BEGIN DATA FOR THE TASK

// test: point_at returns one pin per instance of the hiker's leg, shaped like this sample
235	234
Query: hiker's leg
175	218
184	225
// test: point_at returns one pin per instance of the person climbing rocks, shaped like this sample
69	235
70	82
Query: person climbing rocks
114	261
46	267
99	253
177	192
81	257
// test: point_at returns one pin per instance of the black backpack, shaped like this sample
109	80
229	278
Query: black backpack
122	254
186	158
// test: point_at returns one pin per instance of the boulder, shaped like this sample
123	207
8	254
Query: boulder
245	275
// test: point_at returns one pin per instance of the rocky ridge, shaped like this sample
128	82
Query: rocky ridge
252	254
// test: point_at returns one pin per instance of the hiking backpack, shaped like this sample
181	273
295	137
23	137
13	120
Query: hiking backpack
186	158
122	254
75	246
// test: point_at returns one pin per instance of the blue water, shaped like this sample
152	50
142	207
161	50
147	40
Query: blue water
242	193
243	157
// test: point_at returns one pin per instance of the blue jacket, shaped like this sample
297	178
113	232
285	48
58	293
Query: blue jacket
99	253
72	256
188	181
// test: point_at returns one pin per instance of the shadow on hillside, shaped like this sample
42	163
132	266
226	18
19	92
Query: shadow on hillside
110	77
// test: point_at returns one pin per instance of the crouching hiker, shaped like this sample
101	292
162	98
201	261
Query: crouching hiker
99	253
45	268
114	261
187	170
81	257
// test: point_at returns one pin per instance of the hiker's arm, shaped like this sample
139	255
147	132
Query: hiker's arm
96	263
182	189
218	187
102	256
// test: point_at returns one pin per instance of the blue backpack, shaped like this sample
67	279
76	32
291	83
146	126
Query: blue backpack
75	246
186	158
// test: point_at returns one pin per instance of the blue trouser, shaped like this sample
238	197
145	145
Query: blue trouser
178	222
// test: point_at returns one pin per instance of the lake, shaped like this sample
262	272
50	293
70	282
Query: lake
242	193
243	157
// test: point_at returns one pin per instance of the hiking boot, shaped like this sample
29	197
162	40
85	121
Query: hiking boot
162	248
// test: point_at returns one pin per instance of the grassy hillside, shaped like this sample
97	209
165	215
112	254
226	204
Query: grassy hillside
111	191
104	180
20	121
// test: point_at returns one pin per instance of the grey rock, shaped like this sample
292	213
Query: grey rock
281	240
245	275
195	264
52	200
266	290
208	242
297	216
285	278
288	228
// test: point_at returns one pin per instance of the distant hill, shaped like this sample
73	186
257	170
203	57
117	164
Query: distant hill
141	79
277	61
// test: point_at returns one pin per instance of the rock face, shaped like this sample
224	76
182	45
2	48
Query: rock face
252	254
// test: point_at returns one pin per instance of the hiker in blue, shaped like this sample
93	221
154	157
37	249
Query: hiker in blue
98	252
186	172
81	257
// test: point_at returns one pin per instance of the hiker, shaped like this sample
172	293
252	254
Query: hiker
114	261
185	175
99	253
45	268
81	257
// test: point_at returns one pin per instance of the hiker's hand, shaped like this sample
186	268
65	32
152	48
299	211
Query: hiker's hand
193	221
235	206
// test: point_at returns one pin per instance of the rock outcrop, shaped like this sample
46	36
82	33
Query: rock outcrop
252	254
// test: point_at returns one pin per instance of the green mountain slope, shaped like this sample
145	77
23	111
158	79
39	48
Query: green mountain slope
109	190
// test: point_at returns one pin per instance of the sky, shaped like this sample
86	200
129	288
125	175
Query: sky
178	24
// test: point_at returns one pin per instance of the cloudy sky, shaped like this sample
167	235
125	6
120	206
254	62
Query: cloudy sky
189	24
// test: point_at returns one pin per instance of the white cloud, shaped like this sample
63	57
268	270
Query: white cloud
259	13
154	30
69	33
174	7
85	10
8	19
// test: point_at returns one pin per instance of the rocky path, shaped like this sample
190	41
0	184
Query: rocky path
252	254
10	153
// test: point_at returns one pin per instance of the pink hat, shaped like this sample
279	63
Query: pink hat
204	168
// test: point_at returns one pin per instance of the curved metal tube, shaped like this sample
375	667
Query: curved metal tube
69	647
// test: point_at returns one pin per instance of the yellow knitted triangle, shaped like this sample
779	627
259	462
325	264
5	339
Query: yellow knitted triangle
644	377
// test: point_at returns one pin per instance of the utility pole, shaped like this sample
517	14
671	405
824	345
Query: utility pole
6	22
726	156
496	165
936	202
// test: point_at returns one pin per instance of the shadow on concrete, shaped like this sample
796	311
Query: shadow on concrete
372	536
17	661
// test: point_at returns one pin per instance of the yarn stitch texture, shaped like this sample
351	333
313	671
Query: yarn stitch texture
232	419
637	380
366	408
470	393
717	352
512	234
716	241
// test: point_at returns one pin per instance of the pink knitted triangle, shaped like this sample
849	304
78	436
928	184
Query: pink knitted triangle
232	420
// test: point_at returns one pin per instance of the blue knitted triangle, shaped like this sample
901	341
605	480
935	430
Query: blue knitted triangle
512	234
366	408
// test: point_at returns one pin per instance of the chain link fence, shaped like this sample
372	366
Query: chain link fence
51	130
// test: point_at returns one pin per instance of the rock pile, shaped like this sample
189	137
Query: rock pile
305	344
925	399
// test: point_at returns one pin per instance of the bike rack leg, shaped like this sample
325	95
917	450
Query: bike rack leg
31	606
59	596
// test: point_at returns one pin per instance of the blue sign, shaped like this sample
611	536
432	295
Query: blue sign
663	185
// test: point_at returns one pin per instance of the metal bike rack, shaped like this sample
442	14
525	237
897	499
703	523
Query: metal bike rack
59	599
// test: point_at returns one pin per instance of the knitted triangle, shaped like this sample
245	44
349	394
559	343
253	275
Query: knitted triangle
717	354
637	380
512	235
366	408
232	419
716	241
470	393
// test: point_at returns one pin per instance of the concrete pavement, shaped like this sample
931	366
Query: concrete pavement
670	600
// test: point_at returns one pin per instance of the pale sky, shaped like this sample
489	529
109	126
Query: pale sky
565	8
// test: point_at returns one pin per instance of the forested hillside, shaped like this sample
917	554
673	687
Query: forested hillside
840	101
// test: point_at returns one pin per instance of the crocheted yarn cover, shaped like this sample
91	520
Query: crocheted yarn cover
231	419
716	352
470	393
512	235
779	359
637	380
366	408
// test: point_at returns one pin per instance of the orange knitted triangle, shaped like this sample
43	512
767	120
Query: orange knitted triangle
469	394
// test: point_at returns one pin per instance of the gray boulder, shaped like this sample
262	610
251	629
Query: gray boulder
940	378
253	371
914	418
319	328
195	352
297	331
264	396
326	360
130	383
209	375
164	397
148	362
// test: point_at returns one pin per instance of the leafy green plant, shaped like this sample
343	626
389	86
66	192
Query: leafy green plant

END DATA FOR THE TASK
BEGIN DATA FOR THE TASK

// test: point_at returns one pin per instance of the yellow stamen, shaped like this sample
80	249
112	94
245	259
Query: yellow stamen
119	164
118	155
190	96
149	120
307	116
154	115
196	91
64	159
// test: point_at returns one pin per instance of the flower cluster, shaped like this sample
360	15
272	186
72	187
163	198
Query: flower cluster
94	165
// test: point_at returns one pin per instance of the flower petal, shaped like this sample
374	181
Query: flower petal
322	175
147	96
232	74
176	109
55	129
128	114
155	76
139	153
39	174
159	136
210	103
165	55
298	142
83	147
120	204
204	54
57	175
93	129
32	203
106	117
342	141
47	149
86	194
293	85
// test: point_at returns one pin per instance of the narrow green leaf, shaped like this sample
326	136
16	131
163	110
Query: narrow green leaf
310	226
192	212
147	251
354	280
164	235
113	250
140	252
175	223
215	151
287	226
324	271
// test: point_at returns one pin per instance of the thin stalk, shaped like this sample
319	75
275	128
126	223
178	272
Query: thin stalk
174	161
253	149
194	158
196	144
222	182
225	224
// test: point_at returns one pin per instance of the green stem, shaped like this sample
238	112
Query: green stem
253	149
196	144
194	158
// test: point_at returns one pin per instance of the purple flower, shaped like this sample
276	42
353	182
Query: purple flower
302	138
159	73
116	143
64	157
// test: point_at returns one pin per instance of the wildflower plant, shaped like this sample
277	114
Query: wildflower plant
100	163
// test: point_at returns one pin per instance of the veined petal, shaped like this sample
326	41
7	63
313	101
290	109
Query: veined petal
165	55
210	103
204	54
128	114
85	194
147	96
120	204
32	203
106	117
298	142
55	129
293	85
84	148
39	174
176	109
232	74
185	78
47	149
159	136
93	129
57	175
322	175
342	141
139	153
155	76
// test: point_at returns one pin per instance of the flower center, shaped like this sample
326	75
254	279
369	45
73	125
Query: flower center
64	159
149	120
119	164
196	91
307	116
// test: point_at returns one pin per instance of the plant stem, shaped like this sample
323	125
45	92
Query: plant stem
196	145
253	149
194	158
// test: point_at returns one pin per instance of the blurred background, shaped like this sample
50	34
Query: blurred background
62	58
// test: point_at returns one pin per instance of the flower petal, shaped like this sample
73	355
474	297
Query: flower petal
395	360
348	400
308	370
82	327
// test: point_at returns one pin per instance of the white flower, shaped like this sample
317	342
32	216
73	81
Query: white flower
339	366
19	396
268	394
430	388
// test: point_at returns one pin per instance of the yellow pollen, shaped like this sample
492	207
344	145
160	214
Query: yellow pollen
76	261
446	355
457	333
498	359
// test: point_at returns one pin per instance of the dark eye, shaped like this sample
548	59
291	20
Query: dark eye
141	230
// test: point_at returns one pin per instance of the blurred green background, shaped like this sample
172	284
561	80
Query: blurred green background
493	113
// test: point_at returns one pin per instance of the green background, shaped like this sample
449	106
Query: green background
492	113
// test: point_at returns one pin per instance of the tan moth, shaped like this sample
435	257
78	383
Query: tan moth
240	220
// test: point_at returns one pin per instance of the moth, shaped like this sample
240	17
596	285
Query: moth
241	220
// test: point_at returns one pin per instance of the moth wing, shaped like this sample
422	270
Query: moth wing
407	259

END DATA FOR THE TASK
BEGIN DATA FOR THE TASK

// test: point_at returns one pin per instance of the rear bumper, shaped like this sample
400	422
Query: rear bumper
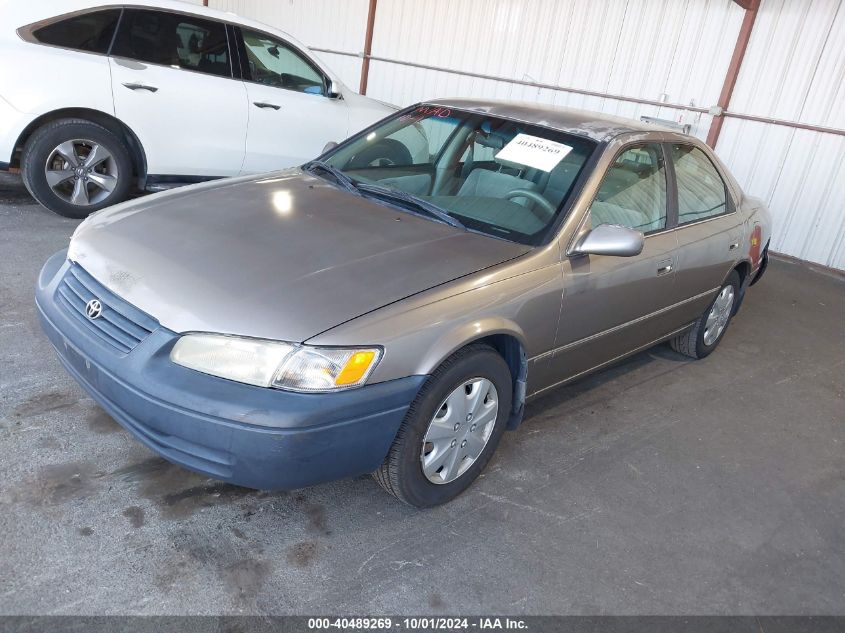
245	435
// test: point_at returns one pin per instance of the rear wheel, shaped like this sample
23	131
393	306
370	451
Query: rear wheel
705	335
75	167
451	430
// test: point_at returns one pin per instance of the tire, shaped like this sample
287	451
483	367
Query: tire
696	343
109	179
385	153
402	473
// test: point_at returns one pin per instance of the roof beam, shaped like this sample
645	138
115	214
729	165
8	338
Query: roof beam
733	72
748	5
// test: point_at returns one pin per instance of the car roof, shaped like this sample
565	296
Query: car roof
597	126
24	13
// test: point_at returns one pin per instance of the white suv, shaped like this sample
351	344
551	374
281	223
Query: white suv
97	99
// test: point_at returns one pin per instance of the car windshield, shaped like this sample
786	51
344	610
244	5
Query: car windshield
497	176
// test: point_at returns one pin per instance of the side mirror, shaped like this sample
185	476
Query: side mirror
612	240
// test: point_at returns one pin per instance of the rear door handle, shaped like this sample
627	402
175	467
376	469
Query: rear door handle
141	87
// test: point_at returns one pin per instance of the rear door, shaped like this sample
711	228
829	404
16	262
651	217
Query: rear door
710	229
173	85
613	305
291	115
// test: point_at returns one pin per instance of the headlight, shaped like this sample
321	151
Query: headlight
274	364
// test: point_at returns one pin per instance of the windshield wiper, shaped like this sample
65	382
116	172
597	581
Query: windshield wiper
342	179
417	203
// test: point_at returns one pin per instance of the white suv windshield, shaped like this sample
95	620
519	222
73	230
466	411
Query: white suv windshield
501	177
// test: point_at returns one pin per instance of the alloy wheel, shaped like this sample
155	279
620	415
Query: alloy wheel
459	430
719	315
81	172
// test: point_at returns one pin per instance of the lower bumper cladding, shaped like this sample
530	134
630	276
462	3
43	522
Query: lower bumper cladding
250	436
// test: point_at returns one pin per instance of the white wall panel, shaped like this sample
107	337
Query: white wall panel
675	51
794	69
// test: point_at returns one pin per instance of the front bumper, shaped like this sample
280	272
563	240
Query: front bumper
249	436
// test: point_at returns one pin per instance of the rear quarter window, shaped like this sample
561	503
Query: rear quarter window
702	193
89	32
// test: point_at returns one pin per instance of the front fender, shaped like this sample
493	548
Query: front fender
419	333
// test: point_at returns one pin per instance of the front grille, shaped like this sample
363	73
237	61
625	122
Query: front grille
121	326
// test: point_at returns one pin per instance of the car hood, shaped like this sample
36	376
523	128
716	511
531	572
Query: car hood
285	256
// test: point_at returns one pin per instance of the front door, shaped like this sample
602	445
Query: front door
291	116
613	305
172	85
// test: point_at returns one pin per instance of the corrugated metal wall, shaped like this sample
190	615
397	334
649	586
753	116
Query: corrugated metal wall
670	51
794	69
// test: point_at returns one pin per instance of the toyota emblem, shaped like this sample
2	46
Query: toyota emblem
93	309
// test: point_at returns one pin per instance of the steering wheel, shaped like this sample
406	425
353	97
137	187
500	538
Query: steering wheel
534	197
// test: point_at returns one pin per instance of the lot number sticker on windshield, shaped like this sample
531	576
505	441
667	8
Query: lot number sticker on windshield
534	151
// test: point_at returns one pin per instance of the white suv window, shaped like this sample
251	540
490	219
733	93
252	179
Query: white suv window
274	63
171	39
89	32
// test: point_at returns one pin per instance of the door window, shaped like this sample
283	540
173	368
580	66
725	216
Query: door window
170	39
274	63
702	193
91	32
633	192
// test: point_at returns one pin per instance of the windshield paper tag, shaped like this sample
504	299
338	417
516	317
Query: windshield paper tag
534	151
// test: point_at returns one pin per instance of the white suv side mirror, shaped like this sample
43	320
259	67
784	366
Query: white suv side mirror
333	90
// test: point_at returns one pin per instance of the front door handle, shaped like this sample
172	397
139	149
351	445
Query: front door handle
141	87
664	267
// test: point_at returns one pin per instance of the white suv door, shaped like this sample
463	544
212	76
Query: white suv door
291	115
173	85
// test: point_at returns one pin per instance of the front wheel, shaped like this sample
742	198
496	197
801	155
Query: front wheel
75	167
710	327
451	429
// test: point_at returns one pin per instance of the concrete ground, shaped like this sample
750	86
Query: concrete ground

END DATA FOR THE TASK

### TASK
From the data above, state how many lines hold the string "leafy", and give the number without other words.

### OUTPUT FOR THIS EXERCISE
2